Written problem: Extract each line below that contains the word "construction".

*****

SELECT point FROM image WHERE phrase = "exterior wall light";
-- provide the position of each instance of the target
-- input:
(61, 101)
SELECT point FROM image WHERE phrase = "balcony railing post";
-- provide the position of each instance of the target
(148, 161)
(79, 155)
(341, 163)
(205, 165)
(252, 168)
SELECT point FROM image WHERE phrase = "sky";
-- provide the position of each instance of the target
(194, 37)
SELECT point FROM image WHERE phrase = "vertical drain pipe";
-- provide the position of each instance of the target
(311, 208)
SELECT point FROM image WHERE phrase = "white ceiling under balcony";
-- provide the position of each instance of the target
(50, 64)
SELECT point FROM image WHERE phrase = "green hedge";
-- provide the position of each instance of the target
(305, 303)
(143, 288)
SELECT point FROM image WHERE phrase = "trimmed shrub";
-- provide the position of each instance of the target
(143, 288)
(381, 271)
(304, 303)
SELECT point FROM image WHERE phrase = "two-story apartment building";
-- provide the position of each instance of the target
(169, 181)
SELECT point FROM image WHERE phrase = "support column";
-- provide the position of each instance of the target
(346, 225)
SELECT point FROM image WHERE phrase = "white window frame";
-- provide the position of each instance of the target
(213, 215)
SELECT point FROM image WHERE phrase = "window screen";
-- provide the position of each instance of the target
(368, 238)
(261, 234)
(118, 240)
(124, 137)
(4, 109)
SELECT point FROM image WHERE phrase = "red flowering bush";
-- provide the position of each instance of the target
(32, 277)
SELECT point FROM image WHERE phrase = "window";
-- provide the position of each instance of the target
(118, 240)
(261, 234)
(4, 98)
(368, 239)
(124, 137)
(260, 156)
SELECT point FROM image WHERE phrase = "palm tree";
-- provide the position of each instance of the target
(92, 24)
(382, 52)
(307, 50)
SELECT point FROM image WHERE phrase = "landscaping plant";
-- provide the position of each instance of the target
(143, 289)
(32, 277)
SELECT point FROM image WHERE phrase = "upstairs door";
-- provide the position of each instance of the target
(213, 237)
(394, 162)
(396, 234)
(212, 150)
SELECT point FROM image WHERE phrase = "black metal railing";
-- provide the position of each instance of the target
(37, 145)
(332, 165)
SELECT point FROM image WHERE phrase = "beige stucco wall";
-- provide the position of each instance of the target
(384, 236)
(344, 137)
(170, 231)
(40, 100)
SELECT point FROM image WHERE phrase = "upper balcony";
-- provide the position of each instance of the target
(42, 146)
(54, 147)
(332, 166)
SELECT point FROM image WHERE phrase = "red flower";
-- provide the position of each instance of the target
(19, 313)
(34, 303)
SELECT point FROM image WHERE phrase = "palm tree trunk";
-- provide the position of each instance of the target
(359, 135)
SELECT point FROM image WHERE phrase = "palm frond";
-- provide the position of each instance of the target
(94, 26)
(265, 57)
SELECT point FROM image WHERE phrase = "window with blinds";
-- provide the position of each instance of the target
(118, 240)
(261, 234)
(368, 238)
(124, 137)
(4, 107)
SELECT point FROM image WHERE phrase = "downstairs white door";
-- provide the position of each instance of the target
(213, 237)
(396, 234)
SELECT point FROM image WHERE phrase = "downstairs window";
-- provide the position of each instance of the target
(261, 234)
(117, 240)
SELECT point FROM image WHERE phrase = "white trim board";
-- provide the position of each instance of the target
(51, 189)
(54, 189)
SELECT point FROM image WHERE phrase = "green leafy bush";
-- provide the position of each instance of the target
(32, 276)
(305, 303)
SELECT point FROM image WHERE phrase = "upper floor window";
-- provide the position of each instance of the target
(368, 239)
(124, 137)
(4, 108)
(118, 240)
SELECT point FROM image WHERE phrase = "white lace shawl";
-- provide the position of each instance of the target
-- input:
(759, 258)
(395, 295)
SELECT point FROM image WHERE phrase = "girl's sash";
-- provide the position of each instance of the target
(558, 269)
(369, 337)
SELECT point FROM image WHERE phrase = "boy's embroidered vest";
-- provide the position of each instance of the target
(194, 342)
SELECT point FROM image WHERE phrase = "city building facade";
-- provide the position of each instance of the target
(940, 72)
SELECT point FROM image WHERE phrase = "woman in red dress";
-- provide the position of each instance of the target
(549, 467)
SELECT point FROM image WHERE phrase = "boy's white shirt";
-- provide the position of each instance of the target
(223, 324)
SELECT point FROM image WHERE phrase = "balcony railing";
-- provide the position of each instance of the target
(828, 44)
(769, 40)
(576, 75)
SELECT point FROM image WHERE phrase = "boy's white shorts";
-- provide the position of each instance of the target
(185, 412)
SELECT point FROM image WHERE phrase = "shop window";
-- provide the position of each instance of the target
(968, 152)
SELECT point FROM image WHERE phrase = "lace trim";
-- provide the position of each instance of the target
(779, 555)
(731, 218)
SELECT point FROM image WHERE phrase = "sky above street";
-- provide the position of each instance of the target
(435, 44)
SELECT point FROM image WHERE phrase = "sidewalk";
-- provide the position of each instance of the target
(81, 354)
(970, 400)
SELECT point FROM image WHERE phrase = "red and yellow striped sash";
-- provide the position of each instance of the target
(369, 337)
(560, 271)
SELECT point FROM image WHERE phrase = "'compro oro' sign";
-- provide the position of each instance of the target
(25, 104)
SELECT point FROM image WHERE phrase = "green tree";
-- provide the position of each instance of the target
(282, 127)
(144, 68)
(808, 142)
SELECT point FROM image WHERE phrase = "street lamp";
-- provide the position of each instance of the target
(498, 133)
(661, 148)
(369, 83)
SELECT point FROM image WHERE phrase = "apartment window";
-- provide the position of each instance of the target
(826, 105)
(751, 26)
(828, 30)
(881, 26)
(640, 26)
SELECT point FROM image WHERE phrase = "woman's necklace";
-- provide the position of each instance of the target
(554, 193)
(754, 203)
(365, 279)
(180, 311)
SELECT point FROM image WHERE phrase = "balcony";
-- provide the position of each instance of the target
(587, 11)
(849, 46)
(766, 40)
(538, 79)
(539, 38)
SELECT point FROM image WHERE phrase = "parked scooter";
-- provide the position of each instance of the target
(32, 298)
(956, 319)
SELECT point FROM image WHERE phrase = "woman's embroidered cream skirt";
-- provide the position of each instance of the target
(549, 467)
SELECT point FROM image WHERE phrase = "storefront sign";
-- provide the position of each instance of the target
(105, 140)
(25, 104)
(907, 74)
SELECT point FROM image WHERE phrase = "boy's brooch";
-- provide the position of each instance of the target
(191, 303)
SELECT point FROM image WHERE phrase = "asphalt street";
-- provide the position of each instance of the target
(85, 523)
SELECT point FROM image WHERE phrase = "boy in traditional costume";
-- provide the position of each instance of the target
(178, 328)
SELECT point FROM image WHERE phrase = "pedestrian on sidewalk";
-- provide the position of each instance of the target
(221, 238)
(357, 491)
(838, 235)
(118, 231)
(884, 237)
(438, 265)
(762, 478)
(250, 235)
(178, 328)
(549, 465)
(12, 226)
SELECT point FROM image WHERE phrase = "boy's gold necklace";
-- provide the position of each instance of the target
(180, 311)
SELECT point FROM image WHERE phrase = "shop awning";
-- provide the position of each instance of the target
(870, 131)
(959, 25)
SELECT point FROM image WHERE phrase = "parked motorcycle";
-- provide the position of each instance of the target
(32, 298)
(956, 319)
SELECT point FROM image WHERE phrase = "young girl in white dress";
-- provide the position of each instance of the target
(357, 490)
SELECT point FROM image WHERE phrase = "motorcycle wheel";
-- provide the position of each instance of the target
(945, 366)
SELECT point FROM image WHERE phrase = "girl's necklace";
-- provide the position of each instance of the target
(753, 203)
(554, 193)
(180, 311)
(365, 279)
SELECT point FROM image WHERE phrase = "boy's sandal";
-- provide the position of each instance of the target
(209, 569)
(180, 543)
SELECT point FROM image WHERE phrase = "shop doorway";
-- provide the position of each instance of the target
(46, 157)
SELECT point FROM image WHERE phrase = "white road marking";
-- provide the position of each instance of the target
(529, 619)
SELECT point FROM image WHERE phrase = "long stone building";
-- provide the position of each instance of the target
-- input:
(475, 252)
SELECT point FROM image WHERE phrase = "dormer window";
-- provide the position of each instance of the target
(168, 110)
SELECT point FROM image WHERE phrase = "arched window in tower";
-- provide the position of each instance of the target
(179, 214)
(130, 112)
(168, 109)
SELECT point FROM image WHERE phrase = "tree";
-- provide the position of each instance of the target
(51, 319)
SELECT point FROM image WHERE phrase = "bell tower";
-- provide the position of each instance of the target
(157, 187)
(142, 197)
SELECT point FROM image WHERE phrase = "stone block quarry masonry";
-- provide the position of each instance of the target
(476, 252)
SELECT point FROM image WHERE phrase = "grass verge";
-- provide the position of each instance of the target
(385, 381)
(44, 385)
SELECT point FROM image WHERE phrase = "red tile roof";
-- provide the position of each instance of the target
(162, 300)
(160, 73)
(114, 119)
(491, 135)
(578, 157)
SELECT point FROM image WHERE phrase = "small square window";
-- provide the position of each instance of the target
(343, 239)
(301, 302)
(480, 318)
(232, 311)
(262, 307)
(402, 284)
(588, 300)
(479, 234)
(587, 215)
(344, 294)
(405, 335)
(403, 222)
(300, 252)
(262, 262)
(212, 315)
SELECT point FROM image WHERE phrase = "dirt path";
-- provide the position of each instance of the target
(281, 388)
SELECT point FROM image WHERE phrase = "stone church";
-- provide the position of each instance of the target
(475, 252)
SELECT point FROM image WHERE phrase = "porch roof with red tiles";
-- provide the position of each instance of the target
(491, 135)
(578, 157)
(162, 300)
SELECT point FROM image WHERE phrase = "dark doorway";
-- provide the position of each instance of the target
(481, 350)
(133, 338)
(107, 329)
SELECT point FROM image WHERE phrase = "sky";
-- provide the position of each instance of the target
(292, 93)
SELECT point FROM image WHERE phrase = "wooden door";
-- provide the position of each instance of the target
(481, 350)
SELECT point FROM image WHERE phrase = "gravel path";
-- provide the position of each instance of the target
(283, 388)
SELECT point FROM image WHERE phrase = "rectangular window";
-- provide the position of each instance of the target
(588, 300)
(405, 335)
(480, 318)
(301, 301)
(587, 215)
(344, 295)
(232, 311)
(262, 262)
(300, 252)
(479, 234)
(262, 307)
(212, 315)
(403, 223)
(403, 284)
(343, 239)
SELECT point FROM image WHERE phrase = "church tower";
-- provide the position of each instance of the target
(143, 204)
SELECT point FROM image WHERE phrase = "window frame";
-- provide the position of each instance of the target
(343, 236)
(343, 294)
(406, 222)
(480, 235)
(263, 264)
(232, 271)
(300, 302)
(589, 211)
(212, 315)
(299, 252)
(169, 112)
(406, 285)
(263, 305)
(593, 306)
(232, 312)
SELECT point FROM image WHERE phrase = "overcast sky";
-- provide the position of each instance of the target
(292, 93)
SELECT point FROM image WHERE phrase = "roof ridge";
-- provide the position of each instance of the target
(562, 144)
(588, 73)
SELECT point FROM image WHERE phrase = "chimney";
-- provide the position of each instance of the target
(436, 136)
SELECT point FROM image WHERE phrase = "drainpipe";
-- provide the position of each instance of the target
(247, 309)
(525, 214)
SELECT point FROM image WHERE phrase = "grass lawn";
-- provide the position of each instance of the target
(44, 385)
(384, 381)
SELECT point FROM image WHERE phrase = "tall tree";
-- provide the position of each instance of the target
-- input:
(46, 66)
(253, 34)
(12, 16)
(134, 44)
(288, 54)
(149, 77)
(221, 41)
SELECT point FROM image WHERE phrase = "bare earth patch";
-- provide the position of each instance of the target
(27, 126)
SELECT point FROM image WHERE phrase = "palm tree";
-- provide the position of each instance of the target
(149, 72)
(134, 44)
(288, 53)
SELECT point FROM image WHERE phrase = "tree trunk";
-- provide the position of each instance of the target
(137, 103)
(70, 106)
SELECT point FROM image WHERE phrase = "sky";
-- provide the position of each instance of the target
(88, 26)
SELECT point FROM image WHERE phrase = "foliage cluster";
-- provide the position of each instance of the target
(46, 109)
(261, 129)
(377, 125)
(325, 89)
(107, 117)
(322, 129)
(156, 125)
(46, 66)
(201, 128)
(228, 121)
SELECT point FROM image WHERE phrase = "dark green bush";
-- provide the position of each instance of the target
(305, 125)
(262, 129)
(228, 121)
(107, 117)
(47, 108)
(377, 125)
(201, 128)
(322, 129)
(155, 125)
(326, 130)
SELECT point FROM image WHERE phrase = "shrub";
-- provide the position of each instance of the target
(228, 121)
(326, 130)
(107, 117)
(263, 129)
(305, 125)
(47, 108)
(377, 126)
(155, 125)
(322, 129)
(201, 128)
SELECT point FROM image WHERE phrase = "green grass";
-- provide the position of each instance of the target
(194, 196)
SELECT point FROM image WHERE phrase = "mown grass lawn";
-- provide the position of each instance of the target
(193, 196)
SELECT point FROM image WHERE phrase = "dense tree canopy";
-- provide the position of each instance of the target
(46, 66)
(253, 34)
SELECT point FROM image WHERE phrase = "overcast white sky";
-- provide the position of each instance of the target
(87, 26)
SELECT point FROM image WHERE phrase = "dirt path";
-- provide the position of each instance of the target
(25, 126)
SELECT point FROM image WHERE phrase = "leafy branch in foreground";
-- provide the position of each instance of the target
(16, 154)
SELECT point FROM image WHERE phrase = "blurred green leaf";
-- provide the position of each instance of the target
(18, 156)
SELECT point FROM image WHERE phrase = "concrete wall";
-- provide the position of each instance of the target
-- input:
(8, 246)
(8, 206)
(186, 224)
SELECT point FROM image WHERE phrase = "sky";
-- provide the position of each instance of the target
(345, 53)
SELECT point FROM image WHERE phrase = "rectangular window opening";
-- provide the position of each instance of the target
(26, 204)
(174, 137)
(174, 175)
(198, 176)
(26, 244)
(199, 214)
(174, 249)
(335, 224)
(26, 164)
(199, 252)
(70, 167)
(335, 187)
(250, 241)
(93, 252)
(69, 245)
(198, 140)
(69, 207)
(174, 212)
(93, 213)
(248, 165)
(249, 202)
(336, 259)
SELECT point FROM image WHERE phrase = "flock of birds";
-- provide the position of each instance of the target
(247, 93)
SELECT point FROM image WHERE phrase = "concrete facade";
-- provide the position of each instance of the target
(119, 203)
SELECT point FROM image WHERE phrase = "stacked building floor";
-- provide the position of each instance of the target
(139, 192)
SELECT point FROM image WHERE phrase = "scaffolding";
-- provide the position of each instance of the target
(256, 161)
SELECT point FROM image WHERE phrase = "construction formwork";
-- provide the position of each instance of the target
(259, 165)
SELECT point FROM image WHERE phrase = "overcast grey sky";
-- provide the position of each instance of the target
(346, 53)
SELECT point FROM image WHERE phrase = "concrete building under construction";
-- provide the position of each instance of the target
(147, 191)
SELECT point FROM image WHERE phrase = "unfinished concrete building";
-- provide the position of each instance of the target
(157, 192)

*****

Task result:
SELECT point FROM image WHERE phrase = "construction formwork";
SELECT point FROM image WHERE phrase = "concrete building under construction";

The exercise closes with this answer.